Re: [PATCH RFC] mm: Implement balance_dirty_pages() through waiting for flusher thread

Jan Kara <jack@xxxxxxx> · Mon, 21 Jun 2010 16:02:37 +0200



On Fri 18-06-10 12:21:36, Peter Zijlstra wrote:
> On Thu, 2010-06-17 at 20:04 +0200, Jan Kara wrote:
> > +/* Wait until write_chunk is written or we get below dirty limits */
> > +void bdi_wait_written(struct backing_dev_info *bdi, long write_chunk)
> > +{
> > +       struct bdi_written_count wc = {
> > +                                       .list = LIST_HEAD_INIT(wc.list),
> > +                                       .written = write_chunk,
> > +                               };
> > +       DECLARE_WAITQUEUE(wait, current);
> > +       int pause = 1;
> > +
> > +       bdi_add_writer(bdi, &wc, &wait);
> > +       for (;;) {
> > +               if (signal_pending_state(TASK_KILLABLE, current))
> > +                       break;
> > +
> > +               /*
> > +                * Make the task just killable so that tasks cannot circumvent
> > +                * throttling by sending themselves non-fatal signals...
> > +                */
> > +               __set_current_state(TASK_KILLABLE);
> > +               io_schedule_timeout(pause);
> > +
> > +               /*
> > +                * The following check is save without wb_written_wait.lock
> > +                * because once bdi_remove_writer removes us from the list
> > +                * noone will touch us and it's impossible for list_empty check
> > +                * to trigger as false positive. The barrier is there to avoid
> > +                * missing the wakeup when we are removed from the list.

• [Stated task] Could you reproduce the stretch of the kernel patch discussion from "Re: [PATCH RFC]" through "backing_dev_info *bdi, long write_chunk)", changing "write_chunk" to "chunk_len" wherever it occurs?

• [Supplied information]
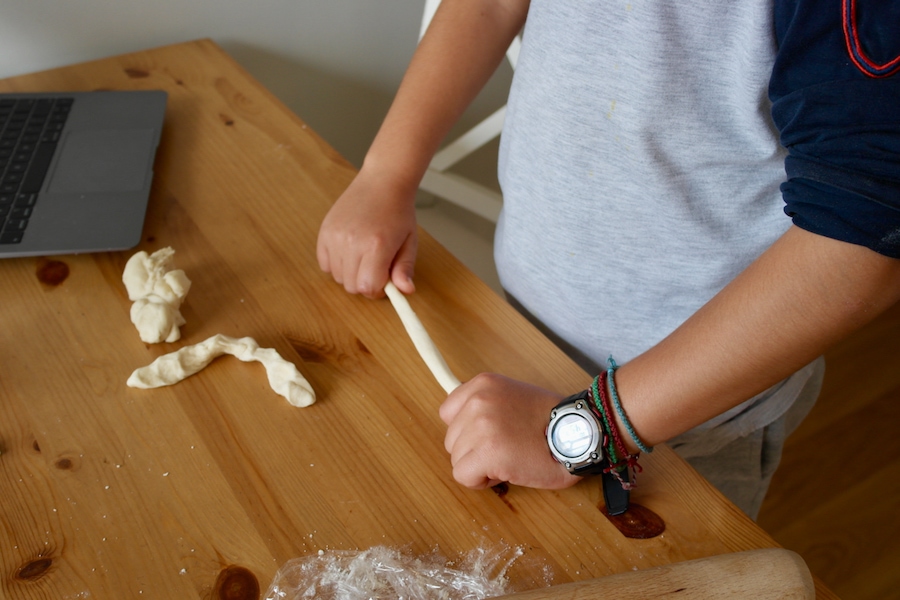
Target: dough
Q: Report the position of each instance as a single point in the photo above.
(157, 292)
(421, 340)
(171, 368)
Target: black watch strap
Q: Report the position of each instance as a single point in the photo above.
(615, 496)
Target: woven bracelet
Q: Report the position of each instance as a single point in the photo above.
(610, 373)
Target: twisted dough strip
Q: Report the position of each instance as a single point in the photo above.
(421, 340)
(171, 368)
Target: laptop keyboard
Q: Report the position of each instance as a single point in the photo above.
(29, 132)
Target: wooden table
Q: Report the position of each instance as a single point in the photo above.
(112, 492)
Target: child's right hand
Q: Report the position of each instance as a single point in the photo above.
(369, 236)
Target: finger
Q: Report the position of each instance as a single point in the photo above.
(322, 255)
(373, 273)
(454, 402)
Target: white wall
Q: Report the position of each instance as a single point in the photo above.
(337, 63)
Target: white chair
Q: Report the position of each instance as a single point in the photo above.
(454, 188)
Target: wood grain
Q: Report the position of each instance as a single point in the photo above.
(734, 575)
(180, 492)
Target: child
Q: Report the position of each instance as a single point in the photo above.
(642, 155)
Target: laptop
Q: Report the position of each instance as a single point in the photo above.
(76, 170)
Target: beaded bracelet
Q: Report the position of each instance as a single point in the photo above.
(599, 411)
(619, 410)
(617, 466)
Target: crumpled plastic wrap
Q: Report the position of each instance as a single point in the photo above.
(387, 573)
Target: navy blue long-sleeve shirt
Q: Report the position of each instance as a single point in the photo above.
(835, 92)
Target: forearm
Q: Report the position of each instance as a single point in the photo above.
(462, 48)
(801, 296)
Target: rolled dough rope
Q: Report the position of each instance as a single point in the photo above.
(421, 340)
(171, 368)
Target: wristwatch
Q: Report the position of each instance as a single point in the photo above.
(577, 441)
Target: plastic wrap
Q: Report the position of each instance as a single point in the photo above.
(386, 573)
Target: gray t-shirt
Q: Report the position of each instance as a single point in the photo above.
(640, 171)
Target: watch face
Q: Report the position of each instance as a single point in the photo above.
(572, 435)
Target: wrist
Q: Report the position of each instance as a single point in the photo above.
(618, 416)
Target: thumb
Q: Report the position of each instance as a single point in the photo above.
(404, 265)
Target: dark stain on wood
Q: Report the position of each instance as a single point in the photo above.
(52, 272)
(236, 583)
(34, 569)
(638, 522)
(502, 489)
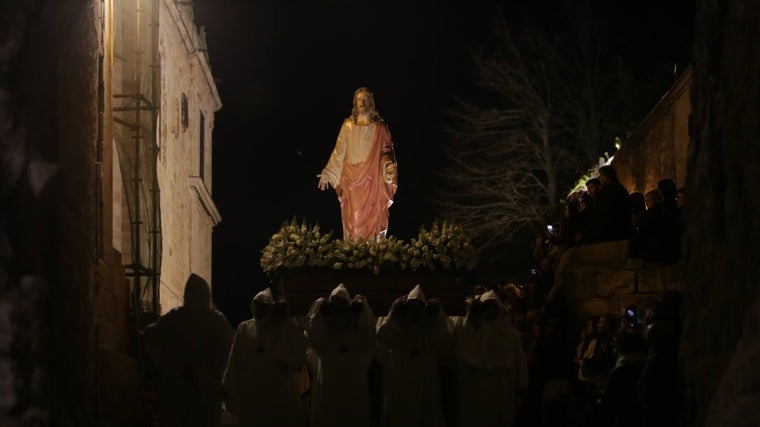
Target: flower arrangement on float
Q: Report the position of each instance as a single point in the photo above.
(443, 246)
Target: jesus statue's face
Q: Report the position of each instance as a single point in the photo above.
(363, 102)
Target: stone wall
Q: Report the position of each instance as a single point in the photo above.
(721, 341)
(595, 280)
(188, 213)
(658, 147)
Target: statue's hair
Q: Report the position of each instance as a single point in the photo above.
(373, 114)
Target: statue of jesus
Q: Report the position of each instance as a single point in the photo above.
(363, 171)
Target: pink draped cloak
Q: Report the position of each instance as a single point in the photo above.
(366, 195)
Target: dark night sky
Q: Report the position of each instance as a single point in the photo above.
(286, 73)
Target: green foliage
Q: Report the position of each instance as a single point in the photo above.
(444, 246)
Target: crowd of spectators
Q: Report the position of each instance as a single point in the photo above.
(652, 223)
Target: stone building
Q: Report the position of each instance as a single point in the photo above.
(657, 149)
(107, 110)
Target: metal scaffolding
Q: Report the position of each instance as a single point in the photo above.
(135, 112)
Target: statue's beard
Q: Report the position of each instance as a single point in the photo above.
(364, 109)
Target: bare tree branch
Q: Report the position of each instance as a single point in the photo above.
(503, 160)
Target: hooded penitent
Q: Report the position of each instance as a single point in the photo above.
(413, 353)
(340, 355)
(492, 367)
(263, 371)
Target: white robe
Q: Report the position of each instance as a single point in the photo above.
(492, 366)
(342, 352)
(413, 356)
(262, 375)
(189, 347)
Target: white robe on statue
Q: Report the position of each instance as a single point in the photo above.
(342, 350)
(492, 367)
(412, 353)
(263, 372)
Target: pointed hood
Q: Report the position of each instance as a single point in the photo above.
(490, 295)
(416, 293)
(264, 296)
(340, 292)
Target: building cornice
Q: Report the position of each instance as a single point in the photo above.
(197, 185)
(192, 42)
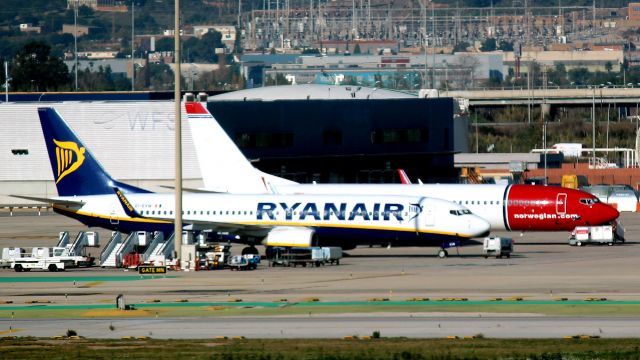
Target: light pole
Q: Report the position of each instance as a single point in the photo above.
(133, 68)
(433, 53)
(593, 125)
(178, 140)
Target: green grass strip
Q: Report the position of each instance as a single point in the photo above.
(31, 279)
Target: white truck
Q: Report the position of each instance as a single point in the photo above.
(497, 246)
(47, 258)
(9, 254)
(604, 234)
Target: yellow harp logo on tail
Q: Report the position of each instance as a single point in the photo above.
(69, 157)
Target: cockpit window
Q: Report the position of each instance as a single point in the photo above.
(460, 212)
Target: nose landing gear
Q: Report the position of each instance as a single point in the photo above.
(443, 253)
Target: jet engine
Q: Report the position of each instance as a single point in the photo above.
(290, 236)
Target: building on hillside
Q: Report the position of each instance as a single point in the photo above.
(592, 60)
(78, 30)
(634, 11)
(408, 72)
(89, 3)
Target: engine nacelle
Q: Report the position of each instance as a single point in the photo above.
(291, 236)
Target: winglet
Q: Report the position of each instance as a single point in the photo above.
(126, 204)
(403, 177)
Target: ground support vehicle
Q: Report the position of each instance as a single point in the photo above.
(9, 254)
(303, 256)
(605, 234)
(51, 263)
(497, 246)
(244, 262)
(213, 258)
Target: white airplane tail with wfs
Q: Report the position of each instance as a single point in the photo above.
(232, 172)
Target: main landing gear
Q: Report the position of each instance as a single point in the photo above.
(250, 250)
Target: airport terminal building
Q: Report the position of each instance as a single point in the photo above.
(305, 132)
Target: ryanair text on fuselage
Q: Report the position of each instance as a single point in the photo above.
(337, 211)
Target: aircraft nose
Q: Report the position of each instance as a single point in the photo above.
(607, 214)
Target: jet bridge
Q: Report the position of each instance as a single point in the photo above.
(160, 250)
(108, 255)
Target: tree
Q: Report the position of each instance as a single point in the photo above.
(35, 69)
(461, 47)
(506, 45)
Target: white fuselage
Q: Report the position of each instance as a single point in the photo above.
(486, 201)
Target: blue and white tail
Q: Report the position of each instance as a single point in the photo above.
(75, 171)
(223, 166)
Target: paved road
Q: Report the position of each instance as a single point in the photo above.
(334, 326)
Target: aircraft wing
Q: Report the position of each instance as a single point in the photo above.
(249, 229)
(51, 201)
(194, 190)
(235, 228)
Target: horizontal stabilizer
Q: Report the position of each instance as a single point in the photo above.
(194, 190)
(126, 205)
(51, 201)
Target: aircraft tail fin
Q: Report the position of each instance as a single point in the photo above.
(403, 177)
(75, 169)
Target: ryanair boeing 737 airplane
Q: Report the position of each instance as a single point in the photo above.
(88, 194)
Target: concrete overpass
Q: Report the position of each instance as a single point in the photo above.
(583, 96)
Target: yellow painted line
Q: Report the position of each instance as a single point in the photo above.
(348, 226)
(272, 223)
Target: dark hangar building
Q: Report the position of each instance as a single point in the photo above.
(346, 134)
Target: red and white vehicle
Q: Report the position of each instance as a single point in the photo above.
(505, 207)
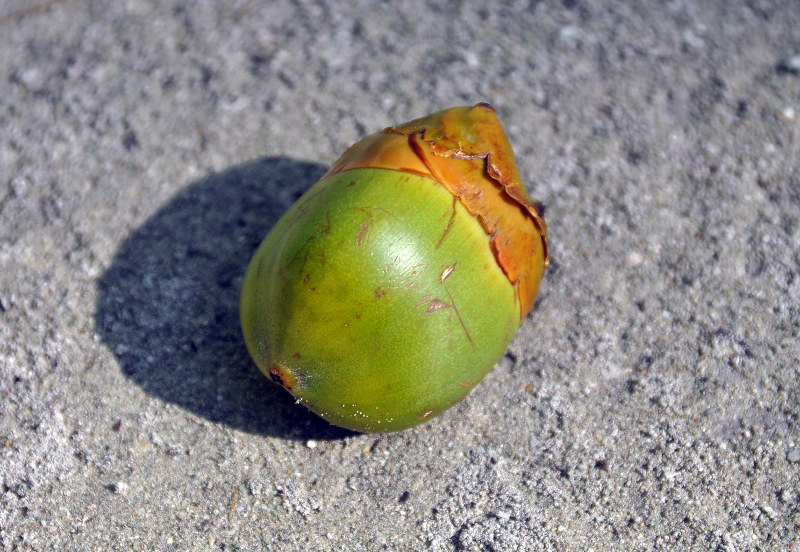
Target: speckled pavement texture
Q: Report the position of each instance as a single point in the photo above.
(651, 400)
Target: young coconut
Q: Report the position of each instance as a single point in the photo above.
(394, 284)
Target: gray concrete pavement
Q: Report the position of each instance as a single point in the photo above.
(649, 402)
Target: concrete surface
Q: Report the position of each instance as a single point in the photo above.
(649, 402)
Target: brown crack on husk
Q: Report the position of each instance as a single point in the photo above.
(466, 150)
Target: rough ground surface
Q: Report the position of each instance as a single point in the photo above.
(651, 400)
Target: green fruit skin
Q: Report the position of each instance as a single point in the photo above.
(376, 300)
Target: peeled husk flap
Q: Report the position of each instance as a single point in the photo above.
(466, 150)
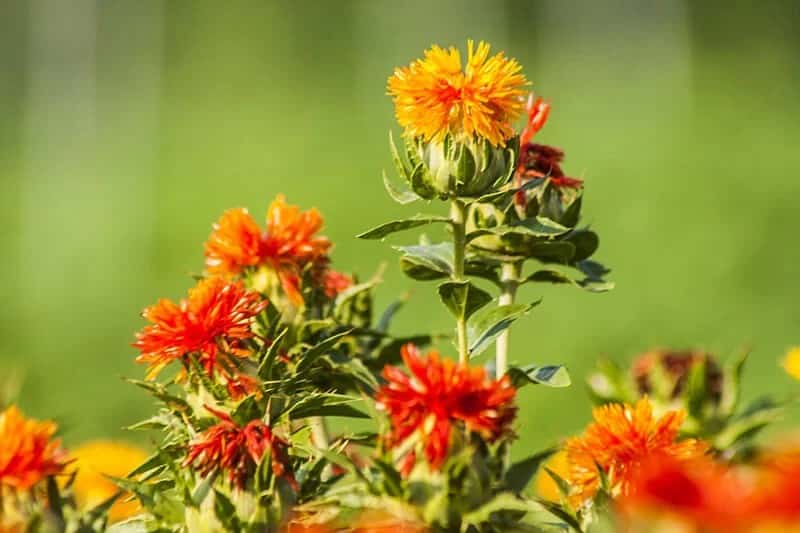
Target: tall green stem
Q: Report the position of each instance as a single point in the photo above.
(458, 219)
(509, 278)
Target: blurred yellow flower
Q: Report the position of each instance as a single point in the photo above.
(96, 459)
(791, 363)
(546, 487)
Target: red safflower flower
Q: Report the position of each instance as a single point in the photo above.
(439, 394)
(619, 440)
(538, 110)
(334, 282)
(238, 450)
(212, 321)
(28, 452)
(287, 246)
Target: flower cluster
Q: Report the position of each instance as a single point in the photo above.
(212, 323)
(704, 495)
(434, 96)
(272, 342)
(237, 450)
(287, 247)
(438, 395)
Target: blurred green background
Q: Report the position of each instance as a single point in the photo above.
(126, 128)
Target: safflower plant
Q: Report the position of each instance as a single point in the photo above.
(256, 368)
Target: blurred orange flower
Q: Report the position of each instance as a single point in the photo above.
(334, 282)
(440, 393)
(619, 439)
(211, 322)
(93, 462)
(433, 96)
(238, 450)
(288, 245)
(28, 451)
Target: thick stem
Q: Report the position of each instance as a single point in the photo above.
(509, 277)
(458, 219)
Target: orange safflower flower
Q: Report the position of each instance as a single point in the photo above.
(288, 245)
(433, 96)
(238, 450)
(28, 451)
(213, 321)
(439, 394)
(619, 439)
(697, 494)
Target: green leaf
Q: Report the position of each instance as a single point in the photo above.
(553, 252)
(563, 485)
(401, 196)
(505, 501)
(585, 241)
(394, 226)
(309, 356)
(521, 473)
(554, 276)
(268, 361)
(247, 410)
(134, 525)
(325, 405)
(388, 314)
(428, 261)
(592, 269)
(549, 375)
(400, 164)
(696, 389)
(225, 511)
(572, 215)
(463, 298)
(203, 488)
(732, 377)
(485, 327)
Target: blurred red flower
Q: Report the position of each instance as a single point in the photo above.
(440, 393)
(211, 322)
(699, 494)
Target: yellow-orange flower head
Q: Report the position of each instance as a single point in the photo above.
(619, 440)
(28, 452)
(791, 363)
(433, 96)
(98, 459)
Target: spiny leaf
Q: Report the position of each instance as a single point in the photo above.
(549, 375)
(401, 196)
(463, 298)
(379, 232)
(427, 261)
(554, 276)
(271, 355)
(310, 355)
(521, 473)
(483, 328)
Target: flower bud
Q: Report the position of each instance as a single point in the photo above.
(465, 168)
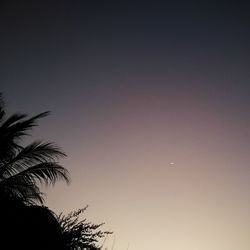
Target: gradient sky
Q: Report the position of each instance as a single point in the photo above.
(132, 88)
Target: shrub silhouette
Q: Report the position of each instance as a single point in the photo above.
(25, 222)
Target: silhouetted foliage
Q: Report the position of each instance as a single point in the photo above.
(79, 234)
(24, 224)
(23, 167)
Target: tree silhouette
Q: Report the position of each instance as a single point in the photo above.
(22, 168)
(25, 222)
(79, 234)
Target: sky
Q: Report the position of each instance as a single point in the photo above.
(132, 88)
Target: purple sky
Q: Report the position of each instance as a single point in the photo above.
(132, 88)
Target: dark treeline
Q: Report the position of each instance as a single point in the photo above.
(26, 223)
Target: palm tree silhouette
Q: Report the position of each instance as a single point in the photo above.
(22, 168)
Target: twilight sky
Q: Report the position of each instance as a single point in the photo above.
(133, 87)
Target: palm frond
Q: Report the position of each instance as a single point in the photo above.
(21, 189)
(13, 130)
(34, 153)
(45, 172)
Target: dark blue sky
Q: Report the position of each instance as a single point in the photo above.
(133, 87)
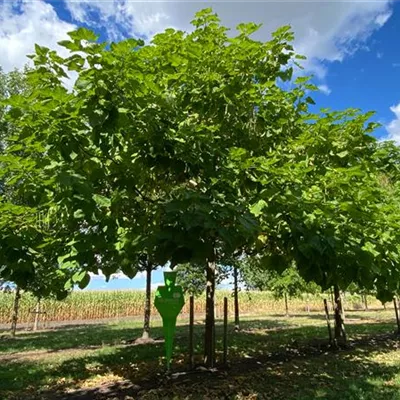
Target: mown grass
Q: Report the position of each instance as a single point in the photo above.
(270, 358)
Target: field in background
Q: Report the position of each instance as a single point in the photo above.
(271, 357)
(87, 305)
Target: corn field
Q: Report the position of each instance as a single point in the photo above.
(91, 305)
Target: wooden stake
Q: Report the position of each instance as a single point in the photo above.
(37, 312)
(328, 322)
(191, 323)
(397, 314)
(225, 339)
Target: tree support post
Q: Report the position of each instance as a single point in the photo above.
(396, 310)
(14, 319)
(236, 297)
(209, 337)
(340, 332)
(225, 340)
(328, 322)
(191, 324)
(147, 306)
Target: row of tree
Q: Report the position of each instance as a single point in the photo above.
(198, 148)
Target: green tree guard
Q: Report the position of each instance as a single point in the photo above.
(169, 301)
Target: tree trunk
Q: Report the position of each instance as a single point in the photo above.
(37, 312)
(15, 311)
(286, 305)
(209, 336)
(332, 300)
(236, 297)
(340, 332)
(365, 303)
(147, 305)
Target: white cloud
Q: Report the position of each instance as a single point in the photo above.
(325, 89)
(22, 24)
(393, 127)
(325, 30)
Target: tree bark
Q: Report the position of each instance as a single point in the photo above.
(37, 312)
(332, 300)
(209, 336)
(147, 305)
(340, 332)
(236, 297)
(14, 319)
(286, 305)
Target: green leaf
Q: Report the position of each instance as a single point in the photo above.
(309, 100)
(78, 214)
(102, 201)
(257, 208)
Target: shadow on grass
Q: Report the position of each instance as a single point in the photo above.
(280, 364)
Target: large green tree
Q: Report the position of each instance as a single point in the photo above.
(190, 150)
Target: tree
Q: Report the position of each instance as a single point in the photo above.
(343, 226)
(199, 124)
(195, 133)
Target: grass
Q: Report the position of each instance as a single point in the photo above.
(270, 358)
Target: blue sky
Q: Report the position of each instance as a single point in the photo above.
(352, 46)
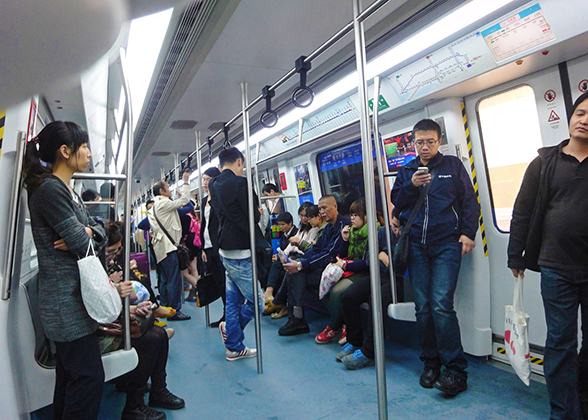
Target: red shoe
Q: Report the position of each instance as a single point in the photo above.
(343, 340)
(327, 335)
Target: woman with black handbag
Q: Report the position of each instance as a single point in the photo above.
(61, 228)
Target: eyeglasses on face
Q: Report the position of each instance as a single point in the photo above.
(430, 142)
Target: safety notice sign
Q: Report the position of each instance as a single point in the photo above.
(553, 117)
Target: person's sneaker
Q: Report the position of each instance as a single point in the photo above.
(165, 399)
(343, 340)
(451, 384)
(223, 331)
(282, 313)
(294, 326)
(142, 412)
(345, 351)
(429, 377)
(243, 354)
(216, 324)
(327, 335)
(179, 316)
(356, 360)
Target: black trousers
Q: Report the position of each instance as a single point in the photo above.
(352, 298)
(217, 270)
(79, 379)
(152, 349)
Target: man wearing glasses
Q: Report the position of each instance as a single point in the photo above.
(443, 231)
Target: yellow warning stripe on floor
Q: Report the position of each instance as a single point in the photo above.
(2, 121)
(534, 360)
(474, 177)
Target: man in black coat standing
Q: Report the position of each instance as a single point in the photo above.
(228, 197)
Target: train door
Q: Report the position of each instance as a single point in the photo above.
(508, 123)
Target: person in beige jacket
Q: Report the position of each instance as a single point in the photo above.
(168, 267)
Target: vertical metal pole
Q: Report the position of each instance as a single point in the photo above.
(300, 125)
(128, 185)
(379, 155)
(252, 208)
(370, 201)
(200, 203)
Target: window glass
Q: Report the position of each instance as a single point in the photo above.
(341, 175)
(511, 136)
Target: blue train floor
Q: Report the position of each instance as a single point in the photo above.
(302, 380)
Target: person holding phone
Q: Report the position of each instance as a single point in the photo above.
(443, 231)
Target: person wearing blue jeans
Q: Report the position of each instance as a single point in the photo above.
(228, 198)
(443, 230)
(239, 309)
(548, 235)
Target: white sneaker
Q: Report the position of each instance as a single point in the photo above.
(223, 331)
(243, 354)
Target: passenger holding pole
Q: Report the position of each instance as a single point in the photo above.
(228, 198)
(548, 233)
(443, 232)
(165, 251)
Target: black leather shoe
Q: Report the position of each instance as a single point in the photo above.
(166, 399)
(294, 326)
(142, 412)
(179, 316)
(429, 377)
(451, 384)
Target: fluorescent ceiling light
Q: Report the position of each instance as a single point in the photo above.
(145, 40)
(441, 29)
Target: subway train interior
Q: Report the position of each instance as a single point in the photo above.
(162, 86)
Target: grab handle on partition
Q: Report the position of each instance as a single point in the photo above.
(269, 118)
(302, 68)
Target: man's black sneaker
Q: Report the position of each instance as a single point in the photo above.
(179, 316)
(165, 399)
(451, 384)
(429, 377)
(294, 326)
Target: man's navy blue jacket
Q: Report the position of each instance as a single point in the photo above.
(326, 246)
(450, 208)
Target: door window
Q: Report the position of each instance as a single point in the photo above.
(510, 132)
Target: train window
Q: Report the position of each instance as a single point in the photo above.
(341, 175)
(509, 126)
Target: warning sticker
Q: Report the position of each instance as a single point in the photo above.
(553, 117)
(550, 95)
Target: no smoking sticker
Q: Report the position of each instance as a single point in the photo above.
(550, 95)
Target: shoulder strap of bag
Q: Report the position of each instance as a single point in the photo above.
(419, 202)
(162, 228)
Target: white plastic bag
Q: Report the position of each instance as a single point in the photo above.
(331, 275)
(516, 334)
(99, 294)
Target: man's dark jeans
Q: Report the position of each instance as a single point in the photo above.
(298, 283)
(566, 374)
(433, 271)
(170, 284)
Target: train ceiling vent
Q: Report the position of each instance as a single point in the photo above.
(185, 39)
(183, 124)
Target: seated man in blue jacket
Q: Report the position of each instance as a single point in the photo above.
(443, 231)
(306, 272)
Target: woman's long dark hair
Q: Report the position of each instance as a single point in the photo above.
(303, 207)
(45, 149)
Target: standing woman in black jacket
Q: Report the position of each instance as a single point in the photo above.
(209, 241)
(62, 229)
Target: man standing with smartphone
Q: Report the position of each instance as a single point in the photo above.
(443, 230)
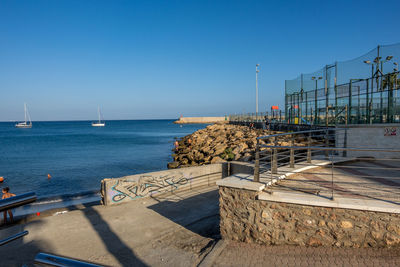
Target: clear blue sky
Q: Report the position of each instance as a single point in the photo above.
(160, 59)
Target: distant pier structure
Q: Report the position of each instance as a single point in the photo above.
(189, 120)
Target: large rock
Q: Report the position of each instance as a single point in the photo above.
(173, 165)
(217, 160)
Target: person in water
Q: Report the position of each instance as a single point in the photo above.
(7, 194)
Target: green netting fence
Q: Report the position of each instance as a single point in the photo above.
(358, 91)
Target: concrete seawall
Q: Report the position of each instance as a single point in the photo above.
(119, 190)
(188, 120)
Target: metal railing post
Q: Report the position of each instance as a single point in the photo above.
(326, 143)
(274, 163)
(292, 153)
(257, 163)
(309, 149)
(344, 154)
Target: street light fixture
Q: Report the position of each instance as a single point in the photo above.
(257, 71)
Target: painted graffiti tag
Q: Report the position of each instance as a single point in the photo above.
(146, 185)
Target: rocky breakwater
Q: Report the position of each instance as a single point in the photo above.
(218, 143)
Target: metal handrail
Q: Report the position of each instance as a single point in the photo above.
(53, 260)
(17, 201)
(300, 132)
(333, 148)
(13, 237)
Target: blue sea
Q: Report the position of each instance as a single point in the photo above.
(78, 156)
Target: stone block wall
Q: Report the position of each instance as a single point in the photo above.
(247, 219)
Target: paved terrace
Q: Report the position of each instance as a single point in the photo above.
(368, 179)
(182, 229)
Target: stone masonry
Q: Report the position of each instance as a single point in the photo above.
(245, 218)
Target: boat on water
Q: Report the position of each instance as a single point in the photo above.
(27, 123)
(99, 123)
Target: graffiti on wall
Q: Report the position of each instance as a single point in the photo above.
(146, 185)
(390, 131)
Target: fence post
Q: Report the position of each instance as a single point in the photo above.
(344, 154)
(292, 153)
(257, 163)
(274, 163)
(309, 149)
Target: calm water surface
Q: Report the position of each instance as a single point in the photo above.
(78, 156)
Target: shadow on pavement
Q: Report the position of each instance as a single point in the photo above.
(18, 252)
(114, 245)
(199, 213)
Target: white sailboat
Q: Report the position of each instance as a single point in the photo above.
(99, 123)
(25, 124)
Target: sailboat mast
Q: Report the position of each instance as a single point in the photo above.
(25, 111)
(98, 112)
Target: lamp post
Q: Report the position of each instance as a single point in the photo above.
(316, 96)
(379, 68)
(257, 71)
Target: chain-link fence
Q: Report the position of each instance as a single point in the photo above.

• [Task solution]
Re: [PATCH RFC] mm: Implement balance_dirty_pages() through waiting for flusher thread

Jan Kara <jack@xxxxxxx> · Mon, 21 Jun 2010 16:02:37 +0200



On Fri 18-06-10 12:21:36, Peter Zijlstra wrote:
> On Thu, 2010-06-17 at 20:04 +0200, Jan Kara wrote:
> > +/* Wait until chunk_len is written or we get below dirty limits */
> > +void bdi_wait_written(struct backing_dev_info *bdi, long chunk_len)